**Text under study**
How To Move Ahead With AI In A Competition Era
You may have heard, in the past, the age-old slogan: The only thing certain is change.
But that’s even more true now, as we ponder the awe-inspiring power of LLMs, neural nets and components of AI technologies. In some ways, this isn’t even just “technology” anymore. It’s a vast power, one with the reach to impact our world.
With that in mind, how do you, as a person, adapt to that change? How does a company adapt to that change?
There’s the idea that people, on an individual level, have to get on the bandwagon, or be left behind in the dust. Come to think of it, that’s true for companies, too. Experts talk about AI as “assistive,” or “human-first,” assuming that the tools will not simply replace human workers.
In that context, I heard a good discussion on this at the April 9–10 meeting at MIT that my organization, Imagination in Action, puts on there every spring.
In a segment at IIA, Jim Rowan of Deloitte interviewed Robert Blumofe of Akamai, Denise Lee of Cisco, Sears Merritt of MassMutual, and Rick McDonald of The Clorox Company about these types of issues.
“What changed first,” McDonald said, in remembering the mad rush to AI over the last few years, “was the amount of data that was available instantaneously versus periodically. So you went from periodic decision making to continuous decision making. And what we found in some of our early digital transformation initiatives is that we didn't do a good enough job of change management.”
Merritt agreed with the importance of handling change.
“I heard a statistic that said that the most successful technology projects have equal change management investments as they do tech investments,” he said. “So change management certainly, certainly a big one. You need good telemetry and observational systems, so that you can govern those tools. We're a regulated entity in the financial services industry, so auditability, traceability, observability, are really important tools for us to have in place as we scale these systems.”
Addressing the colossal reach of new technologies, Lee referenced a reality of “AI first, AI everywhere,” using a bowling metaphor to illustrate how safe AI is appealing.
“You know, who doesn't love bowling with bumper guards?” she said, while conceding that in some ways, the company has had to use “unnatural gymnastics” to scale globally. “It's great. You're going to hit every time. And that's effectively how we've been able to roll out so many tools and systems so quickly, having all the right tools at our disposal, with our own kind of internal systems that we're using, and then function-built for each group.”
Blumofe contrasted “three epochs” of the AI age as successive waves.
“For a lot of the companies that I talked to, there's a similar sort of ‘three epochs,’ there’s kind of a pre-AI epic, which goes up until about the early 2010s, where unless you were a robotics company, or really, an AI company, you probably weren't doing all that much with AI. Everything changed, really, in the early 2010s, with the advent of deep learning, and suddenly you had this tool that could do a lot of really interesting things.”
And then there was the third epoch.

**Aim of the task**
Copy from the AI adaptation article the portion between "But that’s even" and "replace human workers.", inclusive.

**Provided material**
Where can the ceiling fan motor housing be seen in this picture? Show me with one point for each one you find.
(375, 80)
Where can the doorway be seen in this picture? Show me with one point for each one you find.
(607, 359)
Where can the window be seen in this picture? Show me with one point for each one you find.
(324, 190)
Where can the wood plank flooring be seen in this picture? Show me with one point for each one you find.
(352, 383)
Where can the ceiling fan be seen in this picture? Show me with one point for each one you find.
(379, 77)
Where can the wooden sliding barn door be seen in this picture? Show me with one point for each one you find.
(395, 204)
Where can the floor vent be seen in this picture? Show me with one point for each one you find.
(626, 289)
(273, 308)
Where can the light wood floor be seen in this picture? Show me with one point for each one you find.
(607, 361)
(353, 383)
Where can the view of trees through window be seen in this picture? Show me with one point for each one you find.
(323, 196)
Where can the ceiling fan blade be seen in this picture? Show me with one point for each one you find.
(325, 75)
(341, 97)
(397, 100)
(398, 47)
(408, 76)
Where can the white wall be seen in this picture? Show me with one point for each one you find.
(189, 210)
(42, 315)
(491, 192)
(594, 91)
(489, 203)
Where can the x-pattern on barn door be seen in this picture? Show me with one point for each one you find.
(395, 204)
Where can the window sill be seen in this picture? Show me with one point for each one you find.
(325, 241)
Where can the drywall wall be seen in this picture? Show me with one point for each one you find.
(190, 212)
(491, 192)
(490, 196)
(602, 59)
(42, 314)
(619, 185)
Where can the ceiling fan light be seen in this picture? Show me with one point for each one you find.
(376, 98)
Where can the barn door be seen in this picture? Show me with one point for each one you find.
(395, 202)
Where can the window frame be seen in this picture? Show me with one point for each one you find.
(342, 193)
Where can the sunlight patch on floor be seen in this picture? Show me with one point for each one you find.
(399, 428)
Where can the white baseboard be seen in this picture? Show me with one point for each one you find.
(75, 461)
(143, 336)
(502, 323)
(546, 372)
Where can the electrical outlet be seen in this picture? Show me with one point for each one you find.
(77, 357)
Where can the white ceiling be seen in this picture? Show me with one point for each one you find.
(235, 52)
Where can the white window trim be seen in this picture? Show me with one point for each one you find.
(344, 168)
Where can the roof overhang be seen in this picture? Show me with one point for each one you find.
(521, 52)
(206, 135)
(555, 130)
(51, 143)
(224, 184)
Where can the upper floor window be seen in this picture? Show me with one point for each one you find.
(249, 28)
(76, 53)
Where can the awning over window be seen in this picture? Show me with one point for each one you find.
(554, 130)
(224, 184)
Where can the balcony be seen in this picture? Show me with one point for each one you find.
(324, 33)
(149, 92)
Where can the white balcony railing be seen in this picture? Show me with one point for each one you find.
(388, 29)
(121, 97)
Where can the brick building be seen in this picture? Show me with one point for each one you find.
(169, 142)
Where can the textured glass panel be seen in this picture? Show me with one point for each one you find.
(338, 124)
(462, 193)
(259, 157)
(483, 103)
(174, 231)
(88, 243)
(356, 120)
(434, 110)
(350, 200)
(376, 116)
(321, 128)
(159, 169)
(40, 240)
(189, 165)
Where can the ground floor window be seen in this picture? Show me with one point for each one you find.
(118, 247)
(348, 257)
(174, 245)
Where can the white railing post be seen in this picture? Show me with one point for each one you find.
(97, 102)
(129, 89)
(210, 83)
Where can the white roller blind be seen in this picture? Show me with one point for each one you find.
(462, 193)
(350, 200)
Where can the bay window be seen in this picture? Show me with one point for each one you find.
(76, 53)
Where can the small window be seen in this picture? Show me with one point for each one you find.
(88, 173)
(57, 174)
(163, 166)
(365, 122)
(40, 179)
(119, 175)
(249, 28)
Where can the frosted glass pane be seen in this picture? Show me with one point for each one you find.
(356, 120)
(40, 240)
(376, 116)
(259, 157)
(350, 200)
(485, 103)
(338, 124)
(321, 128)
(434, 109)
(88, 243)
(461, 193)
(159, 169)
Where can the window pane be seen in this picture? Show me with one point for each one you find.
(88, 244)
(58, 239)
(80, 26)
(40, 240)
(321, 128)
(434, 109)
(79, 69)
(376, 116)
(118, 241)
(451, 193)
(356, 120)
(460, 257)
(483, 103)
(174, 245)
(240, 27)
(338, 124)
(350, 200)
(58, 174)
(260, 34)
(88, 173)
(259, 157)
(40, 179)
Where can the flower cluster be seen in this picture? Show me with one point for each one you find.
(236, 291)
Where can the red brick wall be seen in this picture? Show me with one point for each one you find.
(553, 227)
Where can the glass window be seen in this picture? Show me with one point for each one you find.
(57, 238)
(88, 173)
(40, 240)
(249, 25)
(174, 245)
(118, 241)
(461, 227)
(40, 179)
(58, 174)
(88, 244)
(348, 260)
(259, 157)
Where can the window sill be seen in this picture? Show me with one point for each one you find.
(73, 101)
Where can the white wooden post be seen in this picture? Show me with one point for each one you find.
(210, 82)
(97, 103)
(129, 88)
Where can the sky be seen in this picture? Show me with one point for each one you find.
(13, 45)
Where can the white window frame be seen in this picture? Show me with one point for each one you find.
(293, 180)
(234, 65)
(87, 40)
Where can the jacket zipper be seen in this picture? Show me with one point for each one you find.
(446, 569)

**Response**
But that’s even more true now, as we ponder the awe-inspiring power of LLMs, neural nets and components of AI technologies. In some ways, this isn’t even just “technology” anymore. It’s a vast power, one with the reach to impact our world.
With that in mind, how do you, as a person, adapt to that change? How does a company adapt to that change?
There’s the idea that people, on an individual level, have to get on the bandwagon, or be left behind in the dust. Come to think of it, that’s true for companies, too. Experts talk about AI as “assistive,” or “human-first,” assuming that the tools will not simply replace human workers.